▶ _Listed entries_:
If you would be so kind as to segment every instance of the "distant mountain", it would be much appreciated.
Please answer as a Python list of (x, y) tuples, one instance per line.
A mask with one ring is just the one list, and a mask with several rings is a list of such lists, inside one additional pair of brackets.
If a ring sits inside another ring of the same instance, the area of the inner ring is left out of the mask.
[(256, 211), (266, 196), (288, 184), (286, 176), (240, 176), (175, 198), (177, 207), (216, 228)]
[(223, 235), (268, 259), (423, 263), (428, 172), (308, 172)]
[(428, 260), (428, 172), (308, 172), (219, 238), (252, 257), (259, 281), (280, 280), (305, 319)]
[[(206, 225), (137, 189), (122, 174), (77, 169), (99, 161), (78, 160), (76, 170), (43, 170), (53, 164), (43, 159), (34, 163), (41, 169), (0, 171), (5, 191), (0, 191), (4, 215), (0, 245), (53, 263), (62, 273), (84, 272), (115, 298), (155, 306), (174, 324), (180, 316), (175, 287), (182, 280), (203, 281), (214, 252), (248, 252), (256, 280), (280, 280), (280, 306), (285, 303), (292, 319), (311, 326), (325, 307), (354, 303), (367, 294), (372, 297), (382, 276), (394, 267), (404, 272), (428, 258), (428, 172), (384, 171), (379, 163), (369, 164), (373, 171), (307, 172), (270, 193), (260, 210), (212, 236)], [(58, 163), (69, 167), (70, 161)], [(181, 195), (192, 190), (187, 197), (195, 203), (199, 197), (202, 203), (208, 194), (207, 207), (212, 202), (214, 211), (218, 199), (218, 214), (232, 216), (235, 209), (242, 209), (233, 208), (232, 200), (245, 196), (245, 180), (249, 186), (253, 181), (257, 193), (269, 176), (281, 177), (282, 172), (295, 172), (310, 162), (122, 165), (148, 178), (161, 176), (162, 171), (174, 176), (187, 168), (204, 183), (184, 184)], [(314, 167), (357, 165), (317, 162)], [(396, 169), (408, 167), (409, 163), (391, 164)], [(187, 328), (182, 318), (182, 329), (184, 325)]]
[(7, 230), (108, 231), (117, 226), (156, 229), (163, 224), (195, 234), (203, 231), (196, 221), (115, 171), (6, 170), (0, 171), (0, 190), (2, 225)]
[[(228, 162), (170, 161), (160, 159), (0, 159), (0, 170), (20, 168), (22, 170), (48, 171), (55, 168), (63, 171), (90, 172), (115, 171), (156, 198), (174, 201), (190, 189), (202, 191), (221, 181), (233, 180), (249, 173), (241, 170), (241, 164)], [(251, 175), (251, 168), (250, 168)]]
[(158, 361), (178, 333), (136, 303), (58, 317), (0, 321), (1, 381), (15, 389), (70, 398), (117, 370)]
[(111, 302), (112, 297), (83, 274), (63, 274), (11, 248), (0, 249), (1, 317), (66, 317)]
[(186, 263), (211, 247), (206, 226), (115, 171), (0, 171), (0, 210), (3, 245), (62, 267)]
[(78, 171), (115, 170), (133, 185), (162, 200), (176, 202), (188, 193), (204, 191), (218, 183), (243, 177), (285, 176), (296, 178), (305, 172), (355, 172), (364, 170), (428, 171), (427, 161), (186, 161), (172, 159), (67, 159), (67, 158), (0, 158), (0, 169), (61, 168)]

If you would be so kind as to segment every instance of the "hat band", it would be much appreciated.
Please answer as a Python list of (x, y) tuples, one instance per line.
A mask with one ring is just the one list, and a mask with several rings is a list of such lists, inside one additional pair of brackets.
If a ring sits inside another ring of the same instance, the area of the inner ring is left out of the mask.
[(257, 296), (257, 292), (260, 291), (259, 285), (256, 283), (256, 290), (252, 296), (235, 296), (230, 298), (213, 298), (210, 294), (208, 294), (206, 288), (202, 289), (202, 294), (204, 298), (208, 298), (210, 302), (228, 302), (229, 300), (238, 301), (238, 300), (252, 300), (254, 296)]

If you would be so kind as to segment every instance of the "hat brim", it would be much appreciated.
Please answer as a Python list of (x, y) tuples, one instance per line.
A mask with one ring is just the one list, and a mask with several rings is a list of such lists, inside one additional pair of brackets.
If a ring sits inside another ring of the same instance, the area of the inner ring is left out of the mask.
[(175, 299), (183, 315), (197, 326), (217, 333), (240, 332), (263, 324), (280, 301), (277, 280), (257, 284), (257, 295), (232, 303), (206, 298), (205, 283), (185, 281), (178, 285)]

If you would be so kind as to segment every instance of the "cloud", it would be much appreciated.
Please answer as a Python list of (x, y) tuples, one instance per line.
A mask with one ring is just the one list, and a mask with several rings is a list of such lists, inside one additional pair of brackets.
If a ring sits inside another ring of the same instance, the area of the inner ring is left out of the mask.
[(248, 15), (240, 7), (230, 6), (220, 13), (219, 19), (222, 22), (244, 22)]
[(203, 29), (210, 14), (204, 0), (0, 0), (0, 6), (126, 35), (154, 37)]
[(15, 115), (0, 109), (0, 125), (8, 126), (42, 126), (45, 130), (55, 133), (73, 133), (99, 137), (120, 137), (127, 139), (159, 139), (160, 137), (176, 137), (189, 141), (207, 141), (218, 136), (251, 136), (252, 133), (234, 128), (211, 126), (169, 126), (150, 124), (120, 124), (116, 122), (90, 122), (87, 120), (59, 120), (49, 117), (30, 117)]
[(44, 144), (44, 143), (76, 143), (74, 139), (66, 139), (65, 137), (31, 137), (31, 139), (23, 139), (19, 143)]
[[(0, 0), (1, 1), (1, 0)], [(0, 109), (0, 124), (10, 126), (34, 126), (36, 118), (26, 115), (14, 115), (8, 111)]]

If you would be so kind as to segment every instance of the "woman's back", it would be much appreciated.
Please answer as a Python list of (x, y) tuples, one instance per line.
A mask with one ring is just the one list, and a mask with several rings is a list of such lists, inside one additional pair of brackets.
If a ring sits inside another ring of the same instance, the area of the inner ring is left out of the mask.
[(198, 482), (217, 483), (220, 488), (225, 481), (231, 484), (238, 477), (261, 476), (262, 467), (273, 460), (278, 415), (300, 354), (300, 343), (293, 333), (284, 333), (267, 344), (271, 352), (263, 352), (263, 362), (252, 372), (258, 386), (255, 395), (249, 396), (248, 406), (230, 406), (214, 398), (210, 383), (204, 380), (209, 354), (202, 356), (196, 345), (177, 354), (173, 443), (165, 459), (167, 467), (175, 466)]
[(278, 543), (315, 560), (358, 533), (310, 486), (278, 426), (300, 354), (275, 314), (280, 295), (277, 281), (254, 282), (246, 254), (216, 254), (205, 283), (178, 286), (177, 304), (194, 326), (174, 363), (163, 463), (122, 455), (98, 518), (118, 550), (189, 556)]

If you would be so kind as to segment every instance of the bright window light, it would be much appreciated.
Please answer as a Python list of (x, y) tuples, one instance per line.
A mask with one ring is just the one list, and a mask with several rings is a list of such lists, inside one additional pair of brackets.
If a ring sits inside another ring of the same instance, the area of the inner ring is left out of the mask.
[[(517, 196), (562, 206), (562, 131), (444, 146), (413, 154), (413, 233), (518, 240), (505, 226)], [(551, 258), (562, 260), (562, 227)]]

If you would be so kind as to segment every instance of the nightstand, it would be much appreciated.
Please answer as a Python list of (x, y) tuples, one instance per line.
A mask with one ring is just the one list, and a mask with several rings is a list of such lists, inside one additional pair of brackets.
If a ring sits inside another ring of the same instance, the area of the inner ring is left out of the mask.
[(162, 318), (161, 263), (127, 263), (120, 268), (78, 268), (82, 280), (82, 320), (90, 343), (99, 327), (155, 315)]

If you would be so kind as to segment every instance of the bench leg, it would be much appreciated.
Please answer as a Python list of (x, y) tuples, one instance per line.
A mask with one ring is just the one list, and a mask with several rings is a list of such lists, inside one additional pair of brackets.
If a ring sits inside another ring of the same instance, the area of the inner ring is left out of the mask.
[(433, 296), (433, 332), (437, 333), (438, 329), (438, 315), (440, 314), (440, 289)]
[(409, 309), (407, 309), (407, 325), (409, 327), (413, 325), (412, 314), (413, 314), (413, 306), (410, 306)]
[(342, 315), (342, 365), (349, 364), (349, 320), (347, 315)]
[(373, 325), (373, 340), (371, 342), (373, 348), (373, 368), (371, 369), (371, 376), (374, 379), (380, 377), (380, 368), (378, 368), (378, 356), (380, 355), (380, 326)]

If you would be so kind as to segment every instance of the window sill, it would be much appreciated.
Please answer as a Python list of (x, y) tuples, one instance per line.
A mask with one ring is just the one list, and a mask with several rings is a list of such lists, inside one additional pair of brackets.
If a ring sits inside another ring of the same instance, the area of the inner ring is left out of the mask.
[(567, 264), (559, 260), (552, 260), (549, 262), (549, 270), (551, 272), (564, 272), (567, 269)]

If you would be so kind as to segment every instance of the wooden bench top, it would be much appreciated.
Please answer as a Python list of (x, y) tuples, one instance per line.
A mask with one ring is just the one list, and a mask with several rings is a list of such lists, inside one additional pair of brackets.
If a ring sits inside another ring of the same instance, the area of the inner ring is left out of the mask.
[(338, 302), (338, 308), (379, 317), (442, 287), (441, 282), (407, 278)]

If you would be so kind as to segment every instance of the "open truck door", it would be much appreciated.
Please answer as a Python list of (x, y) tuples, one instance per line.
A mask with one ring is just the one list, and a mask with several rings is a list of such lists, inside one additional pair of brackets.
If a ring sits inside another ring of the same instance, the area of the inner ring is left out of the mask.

▶ _Task goal_: Would you copy out each line of the records above where the word "every" occurs?

▶ _Answer box_:
If you would be so kind as to segment every instance of the "distant mountain", it would be much appreciated.
If you would be so kind as to segment every instance of the "hat band", it would be much appreciated.
If you would be so kind as to segment every instance of the "hat brim", it would be much appreciated.
If you would be so kind as to segment every instance of the "cloud", it would be much appreciated.
If you would be so kind as to segment every instance of the "woman's back", it would be much appreciated.
If you would be so kind as to segment every instance of the bright window light, it would be much appreciated.
If you would be so kind as to segment every instance of the nightstand, it would be much appreciated.
If you would be so kind as to segment every instance of the bench leg, it would be much appreciated.
If you would be so kind as to segment every instance of the window sill, it would be much appreciated.
If you would be so kind as to segment every instance of the wooden bench top, it would be much appreciated.
If you would be so kind as to segment every instance of the "open truck door", it would be much appreciated.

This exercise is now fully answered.